● **AUFGABENSTELLUNG**:
Beantworte die folgenden Fragen zum Auszug über das Walzverfahren.
(a) Welche Folge hätte die große Umdrehungsgeschwindigkeit des austretenden Stabes beim geringsten Widerstand?
(b) Mit welchen beiden Mitteln arbeitet das Verfahren, dessen Hauptübelstand der Auszug beschreibt?
(c) Was fehlt dem Stab, wenn der Block die Walzen verlassen hat und das letzte Material in die Walznasen gepresst ist?
─── BEREITGESTELLTER TEXT
Daſs die groſse Umdrehungsgeschwindigkeit des austretenden Stabes beim geringsten
Widerstände ein Verdrehen desselben zur Folge haben müſste, sei hier nur beiläufig
erwähnt.
Ein Hauptübelstand bei dem Verfahren, mit Walznasen und Druckeisen zu arbeiten, ist
folgender: Wenn der Block die Walzen verlassen hat, das letzte Material in die
Walznasen gepreſst ist, dann hat der Stab keine Veranlassung, weiter fortzufahren.
──────
─── GEGEBENE DATEN
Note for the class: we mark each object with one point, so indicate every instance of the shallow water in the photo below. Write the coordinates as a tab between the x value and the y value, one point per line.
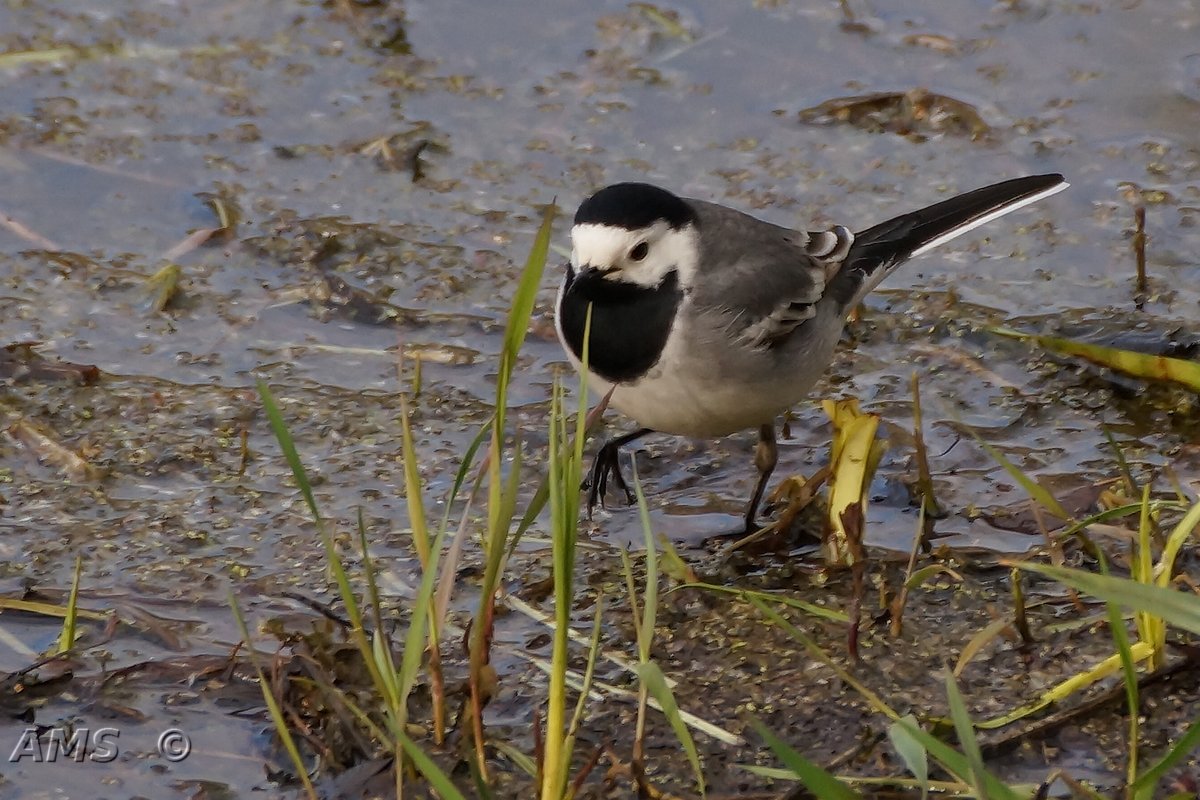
──────
● **LÖSUNG DER AUFGABE**:
(a) Ein Verdrehen des Stabes.
(b) Mit Walznasen und Druckeisen.
(c) Die Veranlassung, weiter fortzufahren.